• **Work request**: Please return the records below exactly as they stand.

• **Information**:
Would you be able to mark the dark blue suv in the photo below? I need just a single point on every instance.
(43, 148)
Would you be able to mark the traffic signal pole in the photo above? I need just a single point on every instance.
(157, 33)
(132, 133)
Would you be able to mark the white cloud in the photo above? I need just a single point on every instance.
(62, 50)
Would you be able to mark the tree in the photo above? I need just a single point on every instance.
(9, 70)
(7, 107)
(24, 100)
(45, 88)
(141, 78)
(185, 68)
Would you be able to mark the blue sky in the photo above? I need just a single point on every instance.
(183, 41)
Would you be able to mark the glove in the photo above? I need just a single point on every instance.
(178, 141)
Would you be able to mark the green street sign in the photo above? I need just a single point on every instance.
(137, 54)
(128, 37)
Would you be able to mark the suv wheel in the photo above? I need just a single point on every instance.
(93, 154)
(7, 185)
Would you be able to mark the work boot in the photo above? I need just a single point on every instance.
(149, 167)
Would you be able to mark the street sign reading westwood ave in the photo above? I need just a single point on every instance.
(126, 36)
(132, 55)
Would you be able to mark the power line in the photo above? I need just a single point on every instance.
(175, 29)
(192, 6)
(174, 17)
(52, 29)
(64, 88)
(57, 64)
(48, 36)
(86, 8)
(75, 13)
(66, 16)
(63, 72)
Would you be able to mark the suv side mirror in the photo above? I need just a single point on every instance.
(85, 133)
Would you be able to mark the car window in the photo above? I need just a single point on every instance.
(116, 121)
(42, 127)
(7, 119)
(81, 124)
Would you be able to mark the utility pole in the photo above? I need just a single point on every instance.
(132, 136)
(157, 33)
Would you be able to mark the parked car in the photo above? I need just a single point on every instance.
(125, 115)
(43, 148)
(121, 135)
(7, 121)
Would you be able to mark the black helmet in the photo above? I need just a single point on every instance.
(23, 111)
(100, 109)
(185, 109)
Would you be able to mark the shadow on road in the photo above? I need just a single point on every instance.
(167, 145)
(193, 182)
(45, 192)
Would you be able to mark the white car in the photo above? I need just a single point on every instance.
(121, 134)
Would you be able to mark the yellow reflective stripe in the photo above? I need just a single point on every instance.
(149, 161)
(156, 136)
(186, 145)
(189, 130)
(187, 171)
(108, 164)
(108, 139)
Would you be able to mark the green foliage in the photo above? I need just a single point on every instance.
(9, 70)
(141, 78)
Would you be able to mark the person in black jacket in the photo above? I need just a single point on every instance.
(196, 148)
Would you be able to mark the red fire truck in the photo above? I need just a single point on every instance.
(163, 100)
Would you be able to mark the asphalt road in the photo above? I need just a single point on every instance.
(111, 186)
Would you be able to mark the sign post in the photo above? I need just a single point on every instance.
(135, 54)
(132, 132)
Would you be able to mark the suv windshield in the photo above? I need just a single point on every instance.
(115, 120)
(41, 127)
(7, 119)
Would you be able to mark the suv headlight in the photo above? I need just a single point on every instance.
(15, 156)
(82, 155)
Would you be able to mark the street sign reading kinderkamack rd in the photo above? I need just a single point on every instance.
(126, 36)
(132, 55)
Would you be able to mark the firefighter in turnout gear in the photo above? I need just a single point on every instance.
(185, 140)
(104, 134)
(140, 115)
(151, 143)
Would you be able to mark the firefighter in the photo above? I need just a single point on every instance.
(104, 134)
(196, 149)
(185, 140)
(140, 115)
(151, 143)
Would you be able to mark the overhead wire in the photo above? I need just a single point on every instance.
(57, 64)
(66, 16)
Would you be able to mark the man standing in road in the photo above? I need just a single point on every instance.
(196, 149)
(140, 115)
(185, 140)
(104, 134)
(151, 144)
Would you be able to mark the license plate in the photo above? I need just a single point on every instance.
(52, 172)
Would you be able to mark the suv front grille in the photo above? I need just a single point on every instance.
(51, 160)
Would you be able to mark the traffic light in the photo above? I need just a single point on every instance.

• **Result of the exercise**:
Would you be able to mark the dark blue suv in the photo below? I need just a single point on every instance.
(43, 148)
Would you be able to mark the traffic signal pole in the photo above? I need just a single point on every instance.
(157, 33)
(132, 133)
Would you be able to mark the white cloud in the photo above? I need just a single point on every instance.
(62, 50)
Would you be able to mark the tree in the photo above? I need just a single point on every instance.
(9, 70)
(7, 107)
(24, 100)
(45, 88)
(141, 78)
(185, 68)
Would you be able to mark the blue sky in the photo above? I need just a single point on every instance.
(183, 41)
Would you be able to mark the glove in the photo above? I need just a single point on every instance.
(178, 141)
Would you be able to mark the green street sign in the photo above? I need just a single point on every instance.
(137, 54)
(128, 37)
Would you be able to mark the suv wheel in the photo above? I need just a single point on every instance.
(93, 154)
(7, 185)
Would you be able to mark the work boot in the photo above? I need just a single point on every instance.
(149, 167)
Would you be able to mark the street sign reading westwood ave in the photo above? I need just a single point on every instance.
(126, 36)
(132, 55)
Would you be able to mark the power line in the photo above? I need just a single point on every instance.
(175, 29)
(192, 6)
(174, 17)
(52, 29)
(64, 88)
(57, 64)
(48, 36)
(86, 8)
(75, 13)
(66, 16)
(63, 72)
Would you be able to mark the suv side mirror in the photo above? I need just a single point on every instance.
(85, 133)
Would you be able to mark the car window in the photo above? I need just a single point on every instance.
(116, 121)
(42, 127)
(7, 119)
(81, 124)
Would you be able to mark the utility pole in the photo above? I need just a single point on every instance.
(132, 136)
(157, 33)
Would you be able to mark the parked car in the photo above? I need just a single point on every instance.
(125, 115)
(43, 148)
(121, 135)
(7, 121)
Would you be able to mark the black helmet in the photo above? I need just a single point on every instance.
(23, 111)
(100, 109)
(185, 109)
Would you be able to mark the shadow on road in the photo above? I need just a single point on every instance.
(167, 145)
(193, 182)
(45, 192)
Would you be able to mark the white car in the photo above? I need just a single point on every instance.
(121, 134)
Would you be able to mark the yellow reflective stripe in the photo above? I need just a single point on every instance.
(149, 161)
(156, 136)
(186, 145)
(189, 130)
(187, 171)
(108, 164)
(108, 139)
Would you be able to mark the green foliage in the photo above? I need just a single point on every instance.
(9, 70)
(141, 78)
Would you be able to mark the person in black jacket in the photo above? I need just a single point on every instance.
(196, 148)
Would you be able to mark the red fire truck in the photo above? I need just a single point on every instance.
(163, 100)
Would you be able to mark the asphalt road in the photo above? I need just a single point on every instance.
(111, 186)
Would you be able to mark the sign post in the photo above? I need just a single point on every instance.
(135, 54)
(132, 132)
Would you be able to mark the suv windshield in the photo above? I need just a single point on every instance.
(115, 120)
(41, 127)
(7, 119)
Would you be able to mark the suv headlight in the photo above? I need just a single point on every instance.
(15, 156)
(82, 155)
Would you be able to mark the street sign reading kinderkamack rd in the photo above? I need just a single point on every instance.
(126, 36)
(132, 55)
Would you be able to mark the firefighter in turnout gear in the photo above? I need just a single point on every instance.
(185, 140)
(104, 134)
(140, 115)
(151, 143)
Would you be able to mark the firefighter in the photo above? I need just a single point on every instance.
(104, 134)
(196, 149)
(185, 140)
(140, 115)
(151, 143)
Would you be able to mark the overhead wire in the photo above? I need just a single point on every instance.
(57, 64)
(66, 16)
Would you be able to mark the man standing in road in the photo above? I need just a single point on every instance.
(196, 149)
(140, 115)
(185, 140)
(104, 134)
(151, 144)
Would you be able to mark the license plate in the photo above? I need just a single point on every instance.
(52, 172)
Would you be able to mark the suv front grille in the photo above? I need just a single point on every instance.
(51, 160)
Would you be able to mark the traffic light in the photo above? I need just a single point on every instance.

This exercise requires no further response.